• [TO DO]
- A) According to the passage on Foreign Corrupt Practices Act enforcement, what combined amount did the Justice Department and the SEC collect in penalties last year?
- B) Extend the passage on Foreign Corrupt Practices Act enforcement, picking up immediately after its final sentence.

• [SUPPLIED PASSAGE]
####################

A host of information was recently released by the federal government regarding last year's Foreign Corrupt Practices Act (FCPA) enforcement effort. One thing that's clear from the numbers is that the Justice Department and the SEC have dramatically decreased the fines levied against violators of the Act. What that means for companies remains to be seen.
Some are asking whether the lower fines seen in 2012 are representative of a larger shift among federal officials who will now dole out smaller punishments for FCPA violations. Others believe the dip last year was merely an oddity and not the beginning of a change in the way such cases are handled.
Last year the Justice Department and the SEC collected a combined $260 million in criminal civil penalties related to FCPA violations. That number is down dramatically from the $652 million collected in 2011 and the staggering $1.8 billion collected in 2010.
Another change this year is that both agencies have remained quiet about their FCPA enforcement efforts. In years past, both the Justice Department and the SEC would release statements congratulating themselves on the large amount of fines collected. This year, mum's the word.

####################

• [EXTRACTED RECORDS]
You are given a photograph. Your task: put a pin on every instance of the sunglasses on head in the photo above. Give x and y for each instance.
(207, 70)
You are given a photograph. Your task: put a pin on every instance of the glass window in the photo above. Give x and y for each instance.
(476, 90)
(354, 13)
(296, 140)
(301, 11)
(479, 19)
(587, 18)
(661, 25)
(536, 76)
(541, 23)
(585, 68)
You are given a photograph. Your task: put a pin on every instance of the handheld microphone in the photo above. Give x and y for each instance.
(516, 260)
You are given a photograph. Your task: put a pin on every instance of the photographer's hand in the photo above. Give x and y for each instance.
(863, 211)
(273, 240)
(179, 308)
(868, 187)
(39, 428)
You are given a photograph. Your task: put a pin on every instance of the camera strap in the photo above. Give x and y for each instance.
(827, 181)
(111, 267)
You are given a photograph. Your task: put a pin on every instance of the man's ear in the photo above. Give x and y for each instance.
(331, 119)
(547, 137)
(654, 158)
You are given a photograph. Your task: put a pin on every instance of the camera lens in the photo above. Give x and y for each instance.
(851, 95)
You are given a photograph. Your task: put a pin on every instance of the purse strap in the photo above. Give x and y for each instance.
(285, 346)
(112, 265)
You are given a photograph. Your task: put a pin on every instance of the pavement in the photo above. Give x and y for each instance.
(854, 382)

####################

• [EXPECTED OUTPUTS]
- A) $260 million

- B)
Some in the financial industry say the trend reveals that penalties for FCPA violations have plateaued. However, other groups are saying the 2012 numbers are merely a blip and will rise again in the future. The truth is likely somewhere in between.
As one expert points out, typical FCPA settlements usually range between $10 and $20 million. The number for 2010 and, to a lesser extent, 2011, were skewed by mega settlements. For example, in 2010, BAE Systems paid a massive $400 million FCPA settlement, one of the largest ever. Last year there were no such mega settlements, making the number appear smaller than it actually is.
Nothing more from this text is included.